* Your objective:
Copy the records that follow exactly as they appear, line for line.
____ Data entries
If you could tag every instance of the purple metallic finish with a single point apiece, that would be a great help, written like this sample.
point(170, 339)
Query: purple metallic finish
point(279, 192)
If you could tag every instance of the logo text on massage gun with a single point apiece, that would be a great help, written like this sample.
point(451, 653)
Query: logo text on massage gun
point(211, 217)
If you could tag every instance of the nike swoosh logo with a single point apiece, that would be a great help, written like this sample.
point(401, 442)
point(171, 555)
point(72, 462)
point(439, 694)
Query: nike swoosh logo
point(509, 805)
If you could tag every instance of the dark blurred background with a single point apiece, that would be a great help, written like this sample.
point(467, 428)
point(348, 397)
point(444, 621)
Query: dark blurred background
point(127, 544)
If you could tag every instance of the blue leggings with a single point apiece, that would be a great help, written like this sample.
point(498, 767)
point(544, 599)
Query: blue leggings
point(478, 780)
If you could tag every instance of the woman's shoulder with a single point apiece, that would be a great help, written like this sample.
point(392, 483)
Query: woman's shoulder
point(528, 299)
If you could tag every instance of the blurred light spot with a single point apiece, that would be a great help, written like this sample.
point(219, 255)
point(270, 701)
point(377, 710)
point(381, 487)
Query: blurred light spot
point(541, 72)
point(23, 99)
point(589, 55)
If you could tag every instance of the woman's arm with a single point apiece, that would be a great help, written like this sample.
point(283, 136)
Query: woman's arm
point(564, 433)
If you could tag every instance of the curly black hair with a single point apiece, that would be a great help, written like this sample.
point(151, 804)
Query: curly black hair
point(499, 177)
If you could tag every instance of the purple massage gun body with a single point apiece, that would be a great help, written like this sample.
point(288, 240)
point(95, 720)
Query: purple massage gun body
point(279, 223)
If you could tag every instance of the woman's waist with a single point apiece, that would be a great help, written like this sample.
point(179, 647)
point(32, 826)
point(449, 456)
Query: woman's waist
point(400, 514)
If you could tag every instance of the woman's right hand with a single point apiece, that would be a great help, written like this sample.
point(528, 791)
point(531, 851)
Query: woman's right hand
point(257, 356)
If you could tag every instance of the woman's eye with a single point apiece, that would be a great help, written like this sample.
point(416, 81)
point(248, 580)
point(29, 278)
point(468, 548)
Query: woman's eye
________
* Response:
If you could tag every instance of the purple metallic finish with a single point apiece, that would be a great help, written like this sample.
point(170, 339)
Query: purple metallic finish
point(279, 192)
If you could tag every instance of the logo text on massage gun with a single point apiece, that would be a great help, written like this sample.
point(451, 653)
Query: logo text on massage gun
point(211, 217)
If you could tag every instance of the nike swoosh logo with a single point apiece, that would be a great help, written like this sample.
point(401, 442)
point(171, 555)
point(72, 462)
point(439, 694)
Query: nike swoosh logo
point(509, 805)
If you could tag every instance of the dark blurred background with a single point apiece, that would be a great help, written like this sample.
point(467, 428)
point(348, 397)
point(444, 621)
Query: dark blurred background
point(127, 544)
If you could tag every instance of the blue leggings with a single point apiece, that would be a great help, written like this sample.
point(498, 767)
point(544, 599)
Query: blue leggings
point(478, 780)
If you could tag every instance of the woman's shoulder with a single point apiece, that would be a great help, written like this sample.
point(392, 483)
Query: woman's shoulder
point(528, 299)
If you could tag every instance of the blurred light spot with a single point apiece, that would be a great help, written like this sample.
point(219, 255)
point(270, 701)
point(377, 710)
point(381, 487)
Query: blurred light spot
point(541, 72)
point(23, 99)
point(589, 55)
If you could tag every instance of the woman's arm with a single point apiece, that would be a great help, written like this sample.
point(283, 136)
Query: woman's arm
point(564, 433)
If you could tag every instance of the curly black hair with a single point apiece, that would be a great help, written like this sample.
point(151, 804)
Query: curly black hair
point(499, 177)
If you could tag every instance of the purple massage gun body with a single point apiece, that would be a great help, written like this sample.
point(288, 240)
point(95, 720)
Query: purple massage gun body
point(279, 223)
If you could tag every instance of the woman's waist with a single point apiece, that would be a great help, written like this sample.
point(179, 647)
point(32, 826)
point(449, 456)
Query: woman's waist
point(400, 514)
If you could tag every instance of the woman's right hand with a single point apiece, that would be a great help, written like this sample.
point(528, 791)
point(531, 851)
Query: woman's right hand
point(257, 356)
If you could tag every instance of the woman's eye with a single point apiece, that would be a great help, written like this sample.
point(416, 81)
point(248, 580)
point(29, 278)
point(468, 548)
Query: woman's eye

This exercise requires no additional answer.